• WHAT YOU ARE ASKED TO DO
All lines ahead of the one containing "of woman's blue" are to be left out; that line and each one after it, through the end of the records below, are to be duplicated exactly.

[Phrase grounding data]
§ §

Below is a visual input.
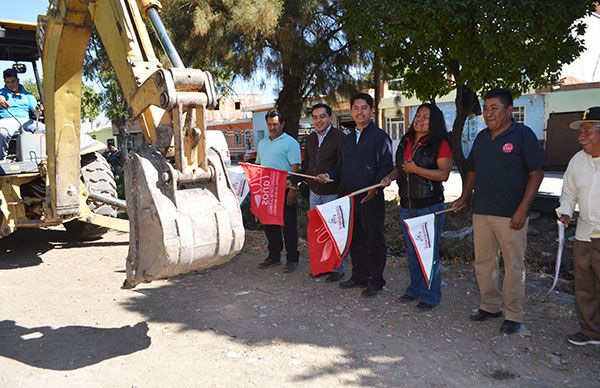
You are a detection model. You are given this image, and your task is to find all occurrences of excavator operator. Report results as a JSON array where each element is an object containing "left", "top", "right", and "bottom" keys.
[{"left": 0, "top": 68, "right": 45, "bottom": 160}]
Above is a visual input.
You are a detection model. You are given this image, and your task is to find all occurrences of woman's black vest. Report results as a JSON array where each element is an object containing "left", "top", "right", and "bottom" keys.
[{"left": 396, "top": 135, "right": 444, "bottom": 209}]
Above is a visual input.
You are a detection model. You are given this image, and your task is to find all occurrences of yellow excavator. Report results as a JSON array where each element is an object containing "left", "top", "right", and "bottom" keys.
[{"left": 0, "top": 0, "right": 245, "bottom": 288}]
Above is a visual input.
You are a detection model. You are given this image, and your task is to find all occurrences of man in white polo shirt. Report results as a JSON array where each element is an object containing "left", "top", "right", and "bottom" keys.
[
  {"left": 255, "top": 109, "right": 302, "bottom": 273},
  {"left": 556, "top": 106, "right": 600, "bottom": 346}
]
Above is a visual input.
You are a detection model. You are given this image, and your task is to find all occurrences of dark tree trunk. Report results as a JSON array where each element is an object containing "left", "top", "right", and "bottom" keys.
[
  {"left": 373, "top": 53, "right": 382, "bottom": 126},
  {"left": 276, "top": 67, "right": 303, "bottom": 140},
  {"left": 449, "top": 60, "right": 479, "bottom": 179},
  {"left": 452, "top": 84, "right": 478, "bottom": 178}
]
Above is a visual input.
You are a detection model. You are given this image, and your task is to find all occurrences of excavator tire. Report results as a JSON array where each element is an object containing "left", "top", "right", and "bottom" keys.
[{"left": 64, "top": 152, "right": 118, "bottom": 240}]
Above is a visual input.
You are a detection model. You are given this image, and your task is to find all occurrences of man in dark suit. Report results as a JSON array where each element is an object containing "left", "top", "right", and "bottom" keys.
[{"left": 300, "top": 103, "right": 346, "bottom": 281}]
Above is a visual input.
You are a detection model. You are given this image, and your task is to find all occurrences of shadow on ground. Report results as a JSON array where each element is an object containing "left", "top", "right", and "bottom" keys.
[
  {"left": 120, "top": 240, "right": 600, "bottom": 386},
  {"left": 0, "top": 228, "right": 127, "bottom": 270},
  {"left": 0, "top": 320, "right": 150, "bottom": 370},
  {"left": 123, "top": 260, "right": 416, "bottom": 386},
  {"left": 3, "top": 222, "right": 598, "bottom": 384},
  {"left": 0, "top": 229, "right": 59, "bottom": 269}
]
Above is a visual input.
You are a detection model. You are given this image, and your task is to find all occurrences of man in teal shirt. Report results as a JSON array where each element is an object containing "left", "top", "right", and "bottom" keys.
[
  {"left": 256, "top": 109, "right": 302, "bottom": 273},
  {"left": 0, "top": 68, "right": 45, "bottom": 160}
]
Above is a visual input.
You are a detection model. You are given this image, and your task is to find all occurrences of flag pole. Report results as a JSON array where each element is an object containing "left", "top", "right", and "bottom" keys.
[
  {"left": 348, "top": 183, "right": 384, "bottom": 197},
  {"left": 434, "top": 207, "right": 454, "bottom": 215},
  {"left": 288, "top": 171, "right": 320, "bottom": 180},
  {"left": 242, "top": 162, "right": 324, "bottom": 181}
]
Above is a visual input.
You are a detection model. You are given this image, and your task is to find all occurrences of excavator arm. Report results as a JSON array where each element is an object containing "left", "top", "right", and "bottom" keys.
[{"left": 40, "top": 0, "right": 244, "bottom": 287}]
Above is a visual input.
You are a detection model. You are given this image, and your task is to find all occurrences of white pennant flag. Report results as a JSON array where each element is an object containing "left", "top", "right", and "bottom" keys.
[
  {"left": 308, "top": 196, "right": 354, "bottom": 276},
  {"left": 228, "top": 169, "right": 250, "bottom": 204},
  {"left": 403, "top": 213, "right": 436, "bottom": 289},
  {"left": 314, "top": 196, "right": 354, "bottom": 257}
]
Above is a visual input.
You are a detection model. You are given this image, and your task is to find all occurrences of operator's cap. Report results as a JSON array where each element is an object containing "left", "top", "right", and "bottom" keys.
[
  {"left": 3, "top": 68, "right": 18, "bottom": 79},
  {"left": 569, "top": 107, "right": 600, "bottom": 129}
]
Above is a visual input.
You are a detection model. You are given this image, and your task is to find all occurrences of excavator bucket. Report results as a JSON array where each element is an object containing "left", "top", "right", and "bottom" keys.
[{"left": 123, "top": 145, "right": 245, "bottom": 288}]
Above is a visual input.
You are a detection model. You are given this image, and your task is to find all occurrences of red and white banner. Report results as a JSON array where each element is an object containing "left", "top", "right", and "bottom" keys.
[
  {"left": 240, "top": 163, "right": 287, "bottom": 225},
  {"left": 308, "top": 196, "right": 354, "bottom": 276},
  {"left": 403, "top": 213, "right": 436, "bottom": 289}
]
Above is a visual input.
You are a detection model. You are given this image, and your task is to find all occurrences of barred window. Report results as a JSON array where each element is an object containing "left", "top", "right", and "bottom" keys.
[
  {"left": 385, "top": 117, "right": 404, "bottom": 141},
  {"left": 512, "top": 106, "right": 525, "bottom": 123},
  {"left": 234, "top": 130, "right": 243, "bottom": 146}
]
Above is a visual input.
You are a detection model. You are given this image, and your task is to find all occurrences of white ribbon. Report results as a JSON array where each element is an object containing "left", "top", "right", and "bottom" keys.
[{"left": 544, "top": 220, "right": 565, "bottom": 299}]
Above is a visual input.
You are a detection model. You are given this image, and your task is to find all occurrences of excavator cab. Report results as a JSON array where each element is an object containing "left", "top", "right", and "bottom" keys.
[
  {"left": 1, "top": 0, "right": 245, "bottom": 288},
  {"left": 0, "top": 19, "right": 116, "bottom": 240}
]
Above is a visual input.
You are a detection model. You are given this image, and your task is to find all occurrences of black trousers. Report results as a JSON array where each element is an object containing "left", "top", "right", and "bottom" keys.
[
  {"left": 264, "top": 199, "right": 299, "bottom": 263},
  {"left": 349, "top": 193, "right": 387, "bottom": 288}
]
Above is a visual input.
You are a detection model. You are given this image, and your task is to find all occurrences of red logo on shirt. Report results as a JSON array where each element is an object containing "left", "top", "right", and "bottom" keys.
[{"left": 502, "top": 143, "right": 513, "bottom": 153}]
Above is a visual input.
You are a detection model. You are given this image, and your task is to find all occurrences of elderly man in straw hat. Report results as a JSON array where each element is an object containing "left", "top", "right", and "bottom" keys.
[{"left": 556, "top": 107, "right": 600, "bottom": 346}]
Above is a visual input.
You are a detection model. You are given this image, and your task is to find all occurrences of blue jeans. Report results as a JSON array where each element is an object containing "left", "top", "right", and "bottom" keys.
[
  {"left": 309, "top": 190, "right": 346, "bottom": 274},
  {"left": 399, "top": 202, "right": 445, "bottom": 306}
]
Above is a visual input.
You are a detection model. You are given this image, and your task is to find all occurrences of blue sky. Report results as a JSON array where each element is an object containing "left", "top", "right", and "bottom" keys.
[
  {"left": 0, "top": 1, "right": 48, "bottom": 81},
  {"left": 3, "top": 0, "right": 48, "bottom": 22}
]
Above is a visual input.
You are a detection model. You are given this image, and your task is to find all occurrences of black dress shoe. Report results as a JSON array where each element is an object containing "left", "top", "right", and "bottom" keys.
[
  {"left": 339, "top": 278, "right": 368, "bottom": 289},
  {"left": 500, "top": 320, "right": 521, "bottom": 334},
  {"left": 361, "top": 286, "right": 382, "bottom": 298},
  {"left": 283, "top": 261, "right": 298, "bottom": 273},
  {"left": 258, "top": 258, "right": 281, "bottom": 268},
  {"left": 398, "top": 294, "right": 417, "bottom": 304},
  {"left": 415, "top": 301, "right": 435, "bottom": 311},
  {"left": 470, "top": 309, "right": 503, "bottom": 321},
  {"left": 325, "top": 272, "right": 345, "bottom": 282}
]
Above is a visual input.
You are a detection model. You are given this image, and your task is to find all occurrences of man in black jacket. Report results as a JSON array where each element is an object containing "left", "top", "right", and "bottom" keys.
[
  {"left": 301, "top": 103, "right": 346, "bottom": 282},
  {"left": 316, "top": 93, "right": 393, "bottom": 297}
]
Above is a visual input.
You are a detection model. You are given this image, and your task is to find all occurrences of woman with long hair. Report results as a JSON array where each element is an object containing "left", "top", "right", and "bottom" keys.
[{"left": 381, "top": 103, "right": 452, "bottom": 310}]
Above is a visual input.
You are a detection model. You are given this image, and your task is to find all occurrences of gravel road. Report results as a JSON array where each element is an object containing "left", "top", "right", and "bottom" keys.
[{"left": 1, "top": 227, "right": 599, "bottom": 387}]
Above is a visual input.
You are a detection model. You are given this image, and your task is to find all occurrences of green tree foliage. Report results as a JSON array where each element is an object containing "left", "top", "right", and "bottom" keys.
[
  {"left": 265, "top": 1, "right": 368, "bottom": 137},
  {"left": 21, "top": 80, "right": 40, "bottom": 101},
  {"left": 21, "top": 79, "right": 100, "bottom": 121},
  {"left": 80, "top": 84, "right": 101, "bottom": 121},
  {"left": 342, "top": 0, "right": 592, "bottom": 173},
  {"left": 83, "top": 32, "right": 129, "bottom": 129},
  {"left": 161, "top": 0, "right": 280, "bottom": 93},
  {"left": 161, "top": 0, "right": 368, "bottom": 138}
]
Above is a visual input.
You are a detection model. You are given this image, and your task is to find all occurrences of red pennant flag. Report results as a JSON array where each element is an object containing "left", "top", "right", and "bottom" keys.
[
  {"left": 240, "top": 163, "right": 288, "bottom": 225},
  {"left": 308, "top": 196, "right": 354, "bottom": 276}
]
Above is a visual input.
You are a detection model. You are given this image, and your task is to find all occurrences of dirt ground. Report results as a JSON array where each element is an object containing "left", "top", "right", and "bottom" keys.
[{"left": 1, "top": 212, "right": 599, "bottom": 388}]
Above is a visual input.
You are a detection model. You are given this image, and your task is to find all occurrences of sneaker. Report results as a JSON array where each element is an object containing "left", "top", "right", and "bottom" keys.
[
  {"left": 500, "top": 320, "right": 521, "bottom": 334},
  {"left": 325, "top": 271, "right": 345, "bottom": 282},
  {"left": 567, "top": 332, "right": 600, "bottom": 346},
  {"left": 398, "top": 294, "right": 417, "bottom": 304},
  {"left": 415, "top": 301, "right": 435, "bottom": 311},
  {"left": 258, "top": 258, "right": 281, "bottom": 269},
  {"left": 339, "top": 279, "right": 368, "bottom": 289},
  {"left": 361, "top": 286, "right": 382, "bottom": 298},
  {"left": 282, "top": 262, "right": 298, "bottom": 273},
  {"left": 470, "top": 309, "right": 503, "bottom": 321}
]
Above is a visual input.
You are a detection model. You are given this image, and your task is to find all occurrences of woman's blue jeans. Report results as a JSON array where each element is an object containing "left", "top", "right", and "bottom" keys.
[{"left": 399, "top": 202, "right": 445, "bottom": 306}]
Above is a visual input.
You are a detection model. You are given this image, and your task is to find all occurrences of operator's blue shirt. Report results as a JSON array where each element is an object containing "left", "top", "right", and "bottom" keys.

§ §

• RESPONSE BOX
You are a detection model. You are given this image, and your task is to find all occurrences of woman's blue jeans. Report results as a JSON array where each element is an object containing "left", "top", "right", and "bottom" keys.
[{"left": 399, "top": 202, "right": 445, "bottom": 306}]
Above is a visual input.
You are a detection model. You are given this image, and your task is to find all occurrences of operator's blue shirt. Report results as a JSON array where each element is an object containing "left", "top", "right", and "bottom" keys.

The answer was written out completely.